>> start
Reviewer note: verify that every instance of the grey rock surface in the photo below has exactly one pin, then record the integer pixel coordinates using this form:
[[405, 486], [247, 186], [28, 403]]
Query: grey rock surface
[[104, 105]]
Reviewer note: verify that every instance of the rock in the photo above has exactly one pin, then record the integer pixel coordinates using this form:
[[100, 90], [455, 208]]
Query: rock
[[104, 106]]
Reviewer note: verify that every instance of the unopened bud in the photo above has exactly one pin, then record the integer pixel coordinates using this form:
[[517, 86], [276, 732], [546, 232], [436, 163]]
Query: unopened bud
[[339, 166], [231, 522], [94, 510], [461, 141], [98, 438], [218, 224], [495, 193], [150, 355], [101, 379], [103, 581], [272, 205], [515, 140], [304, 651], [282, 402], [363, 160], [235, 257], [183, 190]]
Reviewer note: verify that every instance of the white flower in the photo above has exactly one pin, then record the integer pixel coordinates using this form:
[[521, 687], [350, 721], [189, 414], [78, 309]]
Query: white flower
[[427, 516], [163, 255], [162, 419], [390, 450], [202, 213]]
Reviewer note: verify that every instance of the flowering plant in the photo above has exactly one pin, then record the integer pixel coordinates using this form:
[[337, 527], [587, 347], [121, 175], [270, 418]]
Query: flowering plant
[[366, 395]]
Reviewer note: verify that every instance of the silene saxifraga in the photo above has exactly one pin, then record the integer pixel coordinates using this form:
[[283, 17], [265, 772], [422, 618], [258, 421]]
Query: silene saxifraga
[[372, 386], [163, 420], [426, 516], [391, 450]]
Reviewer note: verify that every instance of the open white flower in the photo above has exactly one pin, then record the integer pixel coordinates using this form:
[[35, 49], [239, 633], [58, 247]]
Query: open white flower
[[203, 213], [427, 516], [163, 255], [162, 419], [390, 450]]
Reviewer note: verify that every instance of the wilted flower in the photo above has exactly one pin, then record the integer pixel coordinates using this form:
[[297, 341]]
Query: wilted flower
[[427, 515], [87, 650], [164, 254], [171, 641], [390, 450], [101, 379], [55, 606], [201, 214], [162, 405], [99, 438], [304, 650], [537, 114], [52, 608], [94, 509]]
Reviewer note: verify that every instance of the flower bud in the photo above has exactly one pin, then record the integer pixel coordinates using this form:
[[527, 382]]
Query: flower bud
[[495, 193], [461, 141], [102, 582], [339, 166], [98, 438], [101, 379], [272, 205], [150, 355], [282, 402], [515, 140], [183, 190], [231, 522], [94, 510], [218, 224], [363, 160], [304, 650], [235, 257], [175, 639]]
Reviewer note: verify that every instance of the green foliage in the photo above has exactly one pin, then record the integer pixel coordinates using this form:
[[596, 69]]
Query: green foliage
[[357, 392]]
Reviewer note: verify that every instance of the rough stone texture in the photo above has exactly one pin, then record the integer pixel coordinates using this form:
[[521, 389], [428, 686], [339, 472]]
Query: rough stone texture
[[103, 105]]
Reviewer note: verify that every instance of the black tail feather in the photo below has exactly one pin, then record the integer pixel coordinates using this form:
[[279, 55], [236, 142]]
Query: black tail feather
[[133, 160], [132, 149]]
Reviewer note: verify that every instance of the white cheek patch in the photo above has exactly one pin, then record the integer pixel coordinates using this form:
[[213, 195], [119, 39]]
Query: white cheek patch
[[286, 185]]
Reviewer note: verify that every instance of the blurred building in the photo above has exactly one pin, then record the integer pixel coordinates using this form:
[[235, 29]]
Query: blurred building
>> end
Please change "rock" to "stone" in the entries, starting at the first line and stopping after the line that has "[[104, 106]]". Give only those lines, with nothing else altered.

Reviewer note: verify that every instance of the grey stone surface in the photo below has exactly one pin, then record the integer pixel coordinates using this form:
[[405, 486], [247, 186], [28, 403]]
Query: grey stone surface
[[104, 105]]
Reviewer note: verify that every instance of the stone in the photo above has exactly one pin, then record the integer pixel coordinates using this form:
[[100, 90], [455, 208]]
Query: stone
[[104, 106]]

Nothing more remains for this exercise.